#### Text to read
========================================================================

“Gloria Swanson” by Steve Starr


Gloria Swanson

by Steve Starr

Editor’s Note: Steve Starr is the author of the column “Starrlight,” which features biographies and stories of Hollywood luminaries from the 1920s, 1930s, and 1940s. He has graciously given permission to reprint his column on Gloria Swanson.

Gloria Swanson

Uptown’s Sweetheart, Gloria Swanson. Image courtesy Steve Starr.

In 1922, the stunning Gloria Swanson declared, “I have gone through a long apprenticeship. I have gone through enough of being a nobody. I have decided that when I am a star, I will be every inch and every moment the star! Everybody from the studio gateman to the highest executive will know it.”

Gloria May Josephine Svensson was born to Joseph and Adelaide in Chicago on March 27, 1897. Her maternal grandmother attended the birth and remarked to her daughter, “She’s beautiful.” Then she took the doctor aside to worriedly ask him, “But aren’t her ears very large?” Joseph was employed by the U.S. Army transport service. Gloria spent most of her childhood on army posts, moving to Key West at age eight and to San Juan at age eleven until at age fifteen her family settled back in Chicago on the second floor at what was then 341 West Grace Street, which was just east of Clark Street, before the address system was changed. It is believed that sometime after Wrigley Field was built in 1914, the home was moved around the corner to 3710 North Kenmore. Over sixty years later, when Swanson was visiting Chicago and searched for her childhood home, she could not find it. At this time, it still stands.

========================================================================

#### Entries for bounding box labeling
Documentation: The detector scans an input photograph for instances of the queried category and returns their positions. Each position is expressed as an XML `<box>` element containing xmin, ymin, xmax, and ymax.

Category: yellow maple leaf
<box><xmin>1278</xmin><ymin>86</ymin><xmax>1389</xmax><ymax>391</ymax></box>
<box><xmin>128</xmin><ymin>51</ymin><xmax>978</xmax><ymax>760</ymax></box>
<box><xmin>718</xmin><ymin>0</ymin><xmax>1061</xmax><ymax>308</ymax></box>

========================================================================

#### Requirements
- A) According to the Gloria Swanson column, in what city and on what date was Gloria Swanson born?
- B) Carry on writing the Gloria Swanson column from the point where it stops.
The items have no role in this work.

#### Results of the tasks
- A) She was born in Chicago on March 27, 1897.

- B)
“I have decided that when I am a star, I will be every inch and every moment the star!”—Gloria Swanson, 1922

Mother Svensson arranged singing lessons for her daughter, who also attended the Chicago Art Institute for a time, and Joseph bought and operated the Relic House, located at 900 North Clark Street, across from Lincoln Park, a “Refreshment Hall” and “Cafe and Beer Garden,” which was built and decorated with wood, molten iron, ceramics, and relics salvaged from the Great Chicago Fire in 1872, and there was an adjoining rental library. The bulding was demolished in 1929.

One day in 1914, Aunt Inga took Gloria to visit Chicago’s Essanay Movie Studios at 1333-1345 West Argyle Street. Essanay was named after its founders, James K. Spoor and Gilbert Anderson, using their last names’ initials, S & A. Today, the entrance to the old studio, which is now St. Augustine College, remains intact, adorned with the original Terra Cotta design that includes two colorful Indian faces flanking the Essanay name. Inga was a friend of Mr. Spoor. While at the studio, Gloria asked if she could be an extra in a crowd scene “just for the heck of it.” A director who saw her thought the 16-year-old girl was vibrant and pretty and expanded a role for her in the short film At the End of a Perfect Day. Later that year, Essanay hired the young beauty as a “stock player,” for four days’ work at $3.25 a week. Soon she became a “guaranteed player,” which was someone on call for any role at any time. Foreseeing movie stardom, Svensson renamed herself Swanson and appeared in dozens of short films before her first full length role in 1915 in the awkwardly titled The Fable of Elvira and Farina and the Meal Ticket. The future fashion plate was thrilled at making enough money to buy all the clothes she loved.

Gloria Swanson

An early studio portrait of Gloria Swanson.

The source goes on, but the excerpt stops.